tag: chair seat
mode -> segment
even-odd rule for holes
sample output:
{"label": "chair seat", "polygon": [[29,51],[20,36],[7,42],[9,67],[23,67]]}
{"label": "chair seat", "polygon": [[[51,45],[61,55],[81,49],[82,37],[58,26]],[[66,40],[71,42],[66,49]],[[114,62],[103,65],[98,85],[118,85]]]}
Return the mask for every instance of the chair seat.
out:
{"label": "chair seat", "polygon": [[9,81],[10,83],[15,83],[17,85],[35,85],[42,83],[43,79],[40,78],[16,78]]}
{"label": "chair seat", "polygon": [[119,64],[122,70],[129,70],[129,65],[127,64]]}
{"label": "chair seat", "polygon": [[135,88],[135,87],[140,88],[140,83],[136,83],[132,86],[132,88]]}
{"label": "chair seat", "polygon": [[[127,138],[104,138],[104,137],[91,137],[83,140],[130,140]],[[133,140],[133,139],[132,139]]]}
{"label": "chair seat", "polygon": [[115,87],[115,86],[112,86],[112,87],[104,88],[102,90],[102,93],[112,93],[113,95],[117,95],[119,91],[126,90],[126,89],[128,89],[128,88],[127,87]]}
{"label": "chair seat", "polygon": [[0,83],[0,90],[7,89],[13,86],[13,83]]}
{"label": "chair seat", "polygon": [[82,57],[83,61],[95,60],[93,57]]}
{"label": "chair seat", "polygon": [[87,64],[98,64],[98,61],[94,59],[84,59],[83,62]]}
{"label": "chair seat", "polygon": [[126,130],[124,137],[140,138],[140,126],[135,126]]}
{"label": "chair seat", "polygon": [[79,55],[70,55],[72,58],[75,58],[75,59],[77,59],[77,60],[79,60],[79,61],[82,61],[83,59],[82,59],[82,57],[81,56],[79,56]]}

■ ■ ■ ■

Return the entries in full, keeping every line exactly as it is.

Solution for this problem:
tag: chair seat
mode -> segment
even-odd rule for holes
sample output:
{"label": "chair seat", "polygon": [[29,51],[20,36],[7,42],[9,67],[23,67]]}
{"label": "chair seat", "polygon": [[[51,45],[61,55],[81,49],[82,37],[58,26]],[[66,40],[71,42],[66,49]],[[114,62],[103,65],[98,85],[118,85]]]}
Return the mask for every instance of the chair seat.
out:
{"label": "chair seat", "polygon": [[9,81],[10,83],[15,83],[17,85],[35,85],[42,83],[43,79],[40,78],[16,78]]}
{"label": "chair seat", "polygon": [[119,64],[122,70],[129,70],[129,65],[127,64]]}
{"label": "chair seat", "polygon": [[135,88],[135,87],[140,88],[140,83],[136,83],[132,86],[132,88]]}
{"label": "chair seat", "polygon": [[[127,138],[104,138],[104,137],[91,137],[83,140],[130,140]],[[133,140],[133,139],[132,139]]]}
{"label": "chair seat", "polygon": [[115,87],[115,86],[112,86],[112,87],[104,88],[102,90],[102,93],[112,93],[113,95],[117,95],[119,91],[126,90],[126,89],[128,89],[128,88],[127,87]]}
{"label": "chair seat", "polygon": [[0,83],[0,90],[7,89],[13,86],[13,83]]}
{"label": "chair seat", "polygon": [[82,57],[83,61],[95,60],[93,57]]}
{"label": "chair seat", "polygon": [[87,64],[98,64],[98,61],[94,59],[84,59],[83,62]]}
{"label": "chair seat", "polygon": [[126,130],[124,137],[140,138],[140,126],[135,126]]}
{"label": "chair seat", "polygon": [[79,55],[70,55],[72,58],[75,58],[75,59],[77,59],[77,60],[79,60],[79,61],[82,61],[83,59],[82,59],[82,57],[81,56],[79,56]]}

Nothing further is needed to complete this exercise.